### GIVEN TASK
Rewrite in full the part of the records below that opens with the line containing "Keypoint guideline: for each instance of the cardboard" and closes at the end of the records, including the request lines. Multiply every point coordinate in the answers by 1.85 and round each result to a whole number, with halves rounded up.
** START **
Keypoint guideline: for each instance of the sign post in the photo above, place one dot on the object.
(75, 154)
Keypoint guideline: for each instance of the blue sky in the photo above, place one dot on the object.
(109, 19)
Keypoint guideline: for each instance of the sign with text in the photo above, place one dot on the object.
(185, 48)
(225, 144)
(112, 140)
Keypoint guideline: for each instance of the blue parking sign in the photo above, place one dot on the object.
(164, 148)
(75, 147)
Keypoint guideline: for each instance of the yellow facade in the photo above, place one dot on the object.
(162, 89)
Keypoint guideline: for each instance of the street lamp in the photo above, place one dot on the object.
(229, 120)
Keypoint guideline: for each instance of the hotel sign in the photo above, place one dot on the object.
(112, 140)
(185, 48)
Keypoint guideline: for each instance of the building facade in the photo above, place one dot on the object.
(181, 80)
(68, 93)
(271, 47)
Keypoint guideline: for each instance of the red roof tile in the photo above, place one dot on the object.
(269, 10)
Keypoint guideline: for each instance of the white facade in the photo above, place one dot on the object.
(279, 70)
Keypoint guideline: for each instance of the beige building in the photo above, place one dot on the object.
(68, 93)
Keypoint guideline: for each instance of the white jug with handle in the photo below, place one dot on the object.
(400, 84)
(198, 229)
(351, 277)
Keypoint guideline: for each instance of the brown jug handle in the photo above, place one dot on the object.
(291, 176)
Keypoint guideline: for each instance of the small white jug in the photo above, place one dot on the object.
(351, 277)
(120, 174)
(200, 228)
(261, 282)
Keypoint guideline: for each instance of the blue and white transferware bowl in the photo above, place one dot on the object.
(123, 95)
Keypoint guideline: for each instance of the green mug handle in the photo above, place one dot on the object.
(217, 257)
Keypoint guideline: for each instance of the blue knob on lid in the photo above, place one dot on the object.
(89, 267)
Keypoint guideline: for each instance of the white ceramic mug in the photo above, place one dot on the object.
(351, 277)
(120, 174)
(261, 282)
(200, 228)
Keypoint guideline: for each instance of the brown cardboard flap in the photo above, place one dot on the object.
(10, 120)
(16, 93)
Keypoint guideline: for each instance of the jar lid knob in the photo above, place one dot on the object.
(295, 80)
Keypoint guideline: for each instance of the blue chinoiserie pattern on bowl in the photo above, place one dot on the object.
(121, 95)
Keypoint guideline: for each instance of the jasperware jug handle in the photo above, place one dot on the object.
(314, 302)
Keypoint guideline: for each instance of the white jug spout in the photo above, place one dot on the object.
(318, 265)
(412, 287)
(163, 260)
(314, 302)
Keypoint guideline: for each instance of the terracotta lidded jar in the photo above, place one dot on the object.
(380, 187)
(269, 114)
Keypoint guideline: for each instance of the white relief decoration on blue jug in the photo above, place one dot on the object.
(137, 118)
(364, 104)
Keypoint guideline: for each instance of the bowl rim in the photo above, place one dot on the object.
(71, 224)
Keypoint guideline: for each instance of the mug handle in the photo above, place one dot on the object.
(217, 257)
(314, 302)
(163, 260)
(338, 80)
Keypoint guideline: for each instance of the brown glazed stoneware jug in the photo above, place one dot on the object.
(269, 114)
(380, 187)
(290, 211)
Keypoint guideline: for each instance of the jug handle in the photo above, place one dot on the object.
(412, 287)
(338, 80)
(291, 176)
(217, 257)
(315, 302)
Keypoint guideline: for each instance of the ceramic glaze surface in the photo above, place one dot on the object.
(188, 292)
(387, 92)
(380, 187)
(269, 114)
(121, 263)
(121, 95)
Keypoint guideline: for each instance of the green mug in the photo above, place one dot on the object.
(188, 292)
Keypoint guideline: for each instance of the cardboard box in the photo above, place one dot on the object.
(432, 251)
** END **
### RESULT OF THIS EXERCISE
Keypoint guideline: for each instance of the cardboard box in the photo above, place one dot on the object.
(799, 464)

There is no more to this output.